- [What you need to do]: All of the data below must be reproduced word for word, but without its images.

+ + + + + + +

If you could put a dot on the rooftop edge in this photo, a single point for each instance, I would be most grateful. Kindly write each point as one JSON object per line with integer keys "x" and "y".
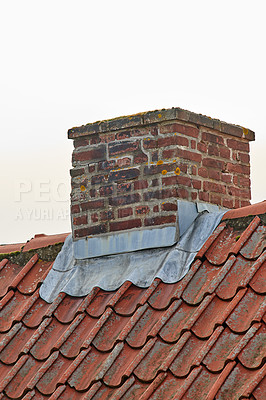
{"x": 163, "y": 115}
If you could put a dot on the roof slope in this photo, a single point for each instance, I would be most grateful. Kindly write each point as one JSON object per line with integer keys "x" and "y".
{"x": 200, "y": 338}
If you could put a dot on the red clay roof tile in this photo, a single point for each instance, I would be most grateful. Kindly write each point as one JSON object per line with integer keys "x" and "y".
{"x": 200, "y": 338}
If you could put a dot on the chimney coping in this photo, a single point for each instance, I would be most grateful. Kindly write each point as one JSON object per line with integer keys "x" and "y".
{"x": 157, "y": 116}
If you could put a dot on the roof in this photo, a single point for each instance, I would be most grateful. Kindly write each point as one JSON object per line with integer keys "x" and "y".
{"x": 158, "y": 116}
{"x": 200, "y": 338}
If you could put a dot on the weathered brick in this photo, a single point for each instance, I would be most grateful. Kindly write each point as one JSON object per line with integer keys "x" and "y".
{"x": 125, "y": 212}
{"x": 214, "y": 174}
{"x": 124, "y": 187}
{"x": 169, "y": 207}
{"x": 123, "y": 175}
{"x": 178, "y": 128}
{"x": 122, "y": 225}
{"x": 76, "y": 172}
{"x": 211, "y": 137}
{"x": 123, "y": 162}
{"x": 106, "y": 165}
{"x": 92, "y": 205}
{"x": 139, "y": 185}
{"x": 238, "y": 145}
{"x": 239, "y": 169}
{"x": 227, "y": 203}
{"x": 75, "y": 209}
{"x": 160, "y": 194}
{"x": 213, "y": 163}
{"x": 123, "y": 200}
{"x": 244, "y": 158}
{"x": 82, "y": 220}
{"x": 214, "y": 187}
{"x": 204, "y": 196}
{"x": 186, "y": 154}
{"x": 107, "y": 190}
{"x": 98, "y": 153}
{"x": 90, "y": 230}
{"x": 160, "y": 220}
{"x": 106, "y": 215}
{"x": 140, "y": 210}
{"x": 125, "y": 146}
{"x": 94, "y": 217}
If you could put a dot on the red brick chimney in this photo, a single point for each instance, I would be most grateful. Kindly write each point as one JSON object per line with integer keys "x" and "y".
{"x": 128, "y": 172}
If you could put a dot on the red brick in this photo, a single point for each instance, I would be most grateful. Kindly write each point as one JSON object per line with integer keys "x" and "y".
{"x": 123, "y": 162}
{"x": 75, "y": 209}
{"x": 160, "y": 220}
{"x": 125, "y": 212}
{"x": 225, "y": 153}
{"x": 210, "y": 137}
{"x": 239, "y": 169}
{"x": 227, "y": 178}
{"x": 202, "y": 147}
{"x": 124, "y": 187}
{"x": 214, "y": 187}
{"x": 173, "y": 140}
{"x": 105, "y": 138}
{"x": 123, "y": 135}
{"x": 244, "y": 203}
{"x": 203, "y": 172}
{"x": 215, "y": 199}
{"x": 183, "y": 193}
{"x": 213, "y": 151}
{"x": 193, "y": 144}
{"x": 138, "y": 185}
{"x": 238, "y": 145}
{"x": 123, "y": 200}
{"x": 176, "y": 179}
{"x": 169, "y": 207}
{"x": 81, "y": 142}
{"x": 160, "y": 194}
{"x": 106, "y": 165}
{"x": 204, "y": 196}
{"x": 140, "y": 210}
{"x": 94, "y": 217}
{"x": 196, "y": 184}
{"x": 99, "y": 153}
{"x": 106, "y": 190}
{"x": 91, "y": 230}
{"x": 178, "y": 128}
{"x": 107, "y": 215}
{"x": 76, "y": 172}
{"x": 123, "y": 175}
{"x": 228, "y": 203}
{"x": 125, "y": 146}
{"x": 186, "y": 154}
{"x": 92, "y": 205}
{"x": 214, "y": 174}
{"x": 244, "y": 158}
{"x": 123, "y": 225}
{"x": 82, "y": 220}
{"x": 213, "y": 163}
{"x": 140, "y": 158}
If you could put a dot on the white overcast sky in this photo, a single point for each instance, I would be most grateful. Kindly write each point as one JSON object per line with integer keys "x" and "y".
{"x": 67, "y": 63}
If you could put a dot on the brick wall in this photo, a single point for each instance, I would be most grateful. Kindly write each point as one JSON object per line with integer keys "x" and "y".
{"x": 129, "y": 172}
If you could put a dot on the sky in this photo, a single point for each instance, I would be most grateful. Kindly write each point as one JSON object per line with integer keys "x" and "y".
{"x": 66, "y": 63}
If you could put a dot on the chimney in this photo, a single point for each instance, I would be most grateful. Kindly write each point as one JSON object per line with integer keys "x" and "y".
{"x": 130, "y": 172}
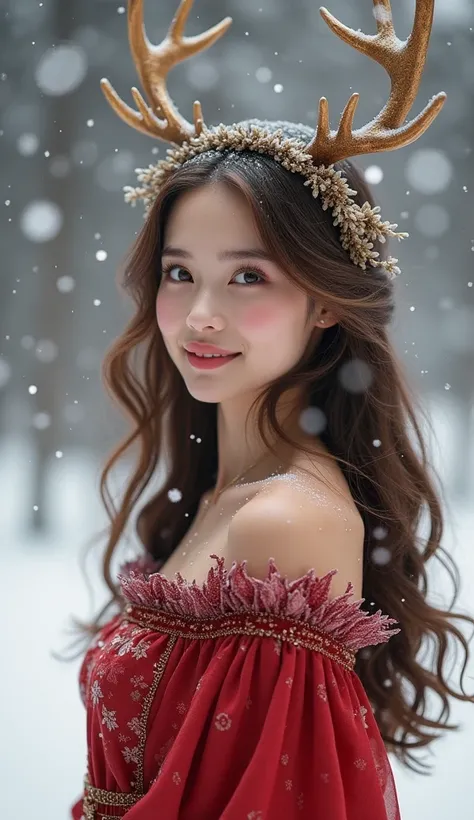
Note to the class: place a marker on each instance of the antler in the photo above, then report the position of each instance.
(404, 61)
(161, 119)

+ + + + + + +

- [Finished task]:
If you could put a dot on the rooftop edge in this photo, a single point for each instance, I would be most grateful. Kindly write each point as one JSON object per line with integer keys "x" and "y".
{"x": 163, "y": 115}
If you could put a dot on the roof slope in this photo, a single point for each instance, I would be most grateful. Kindly write each point as one JSON object per line with integer keys "x" and "y".
{"x": 200, "y": 338}
If you could put a dot on the red clay roof tile in this photo, a single point for each instance, I would be most grateful. Kindly write each point as one JSON object per line with integer keys "x" and "y".
{"x": 200, "y": 338}
If you could put a dot on the chimney coping in this photo, a single point for each instance, I would be most grateful. Kindly write each point as one JSON object per line with integer keys "x" and "y".
{"x": 157, "y": 116}
If you could put a dot on the roof in this photo, a single point for each instance, I would be most grateful. Kindly write each point as one JSON object per line with integer keys "x" and "y".
{"x": 158, "y": 116}
{"x": 200, "y": 338}
If you could put a dot on the weathered brick in this photo, a single point for each instance, I would be most grateful. Kindly write each point as one JSON object per line with integer keys "x" and "y".
{"x": 125, "y": 212}
{"x": 214, "y": 174}
{"x": 124, "y": 187}
{"x": 169, "y": 207}
{"x": 123, "y": 175}
{"x": 178, "y": 128}
{"x": 122, "y": 225}
{"x": 76, "y": 172}
{"x": 211, "y": 137}
{"x": 123, "y": 162}
{"x": 106, "y": 165}
{"x": 92, "y": 205}
{"x": 139, "y": 185}
{"x": 238, "y": 145}
{"x": 239, "y": 169}
{"x": 227, "y": 203}
{"x": 75, "y": 209}
{"x": 160, "y": 194}
{"x": 213, "y": 163}
{"x": 123, "y": 200}
{"x": 244, "y": 158}
{"x": 82, "y": 220}
{"x": 214, "y": 187}
{"x": 204, "y": 196}
{"x": 186, "y": 154}
{"x": 107, "y": 190}
{"x": 98, "y": 153}
{"x": 90, "y": 230}
{"x": 160, "y": 220}
{"x": 106, "y": 215}
{"x": 140, "y": 210}
{"x": 125, "y": 146}
{"x": 94, "y": 217}
If you could put a dot on the red brick chimney in this photo, a single point for each instance, I would be most grateful. Kindly write each point as one JSON object per line with integer keys "x" and "y".
{"x": 128, "y": 172}
If you could put a dot on the red brick in this photo, a single point for each instance, I would be most grateful. Kindly write each point as one JSON object per line with integer keys "x" and "y".
{"x": 123, "y": 162}
{"x": 75, "y": 209}
{"x": 160, "y": 220}
{"x": 125, "y": 212}
{"x": 225, "y": 153}
{"x": 210, "y": 137}
{"x": 239, "y": 169}
{"x": 227, "y": 178}
{"x": 202, "y": 147}
{"x": 124, "y": 187}
{"x": 214, "y": 187}
{"x": 173, "y": 140}
{"x": 105, "y": 138}
{"x": 123, "y": 135}
{"x": 244, "y": 203}
{"x": 203, "y": 172}
{"x": 215, "y": 199}
{"x": 183, "y": 193}
{"x": 213, "y": 151}
{"x": 193, "y": 144}
{"x": 138, "y": 185}
{"x": 238, "y": 145}
{"x": 123, "y": 200}
{"x": 176, "y": 179}
{"x": 169, "y": 207}
{"x": 81, "y": 142}
{"x": 160, "y": 194}
{"x": 106, "y": 165}
{"x": 204, "y": 196}
{"x": 140, "y": 210}
{"x": 94, "y": 217}
{"x": 196, "y": 184}
{"x": 99, "y": 153}
{"x": 106, "y": 190}
{"x": 91, "y": 230}
{"x": 178, "y": 128}
{"x": 107, "y": 215}
{"x": 76, "y": 172}
{"x": 123, "y": 175}
{"x": 228, "y": 203}
{"x": 125, "y": 146}
{"x": 186, "y": 154}
{"x": 92, "y": 205}
{"x": 214, "y": 174}
{"x": 244, "y": 158}
{"x": 123, "y": 225}
{"x": 82, "y": 220}
{"x": 213, "y": 163}
{"x": 140, "y": 158}
If you could put a dot on the white overcast sky in this photo, a single point for each instance, I would be most grateful. Kindly write each point as one JSON object per line with integer keys "x" and "y".
{"x": 67, "y": 63}
If you could put a dot on the brick wall in this photo, a single point for each instance, I would be most grateful. Kindly write each point as one JSON object per line with integer keys "x" and "y".
{"x": 129, "y": 172}
If you could put a dot on the sky in this photo, a single point for each instance, I would be most grateful. Kindly write each point as one JSON object per line with integer keys "x" and "y".
{"x": 66, "y": 63}
If you could put a dot on the chimney in this photo, a single point for each instance, I would be most grateful. Kindly write each point as one JSON object per line with integer keys "x" and "y".
{"x": 130, "y": 172}
Note to the class: place a marker on each instance of the antler in the photo above, then report the position of each instance.
(404, 61)
(161, 119)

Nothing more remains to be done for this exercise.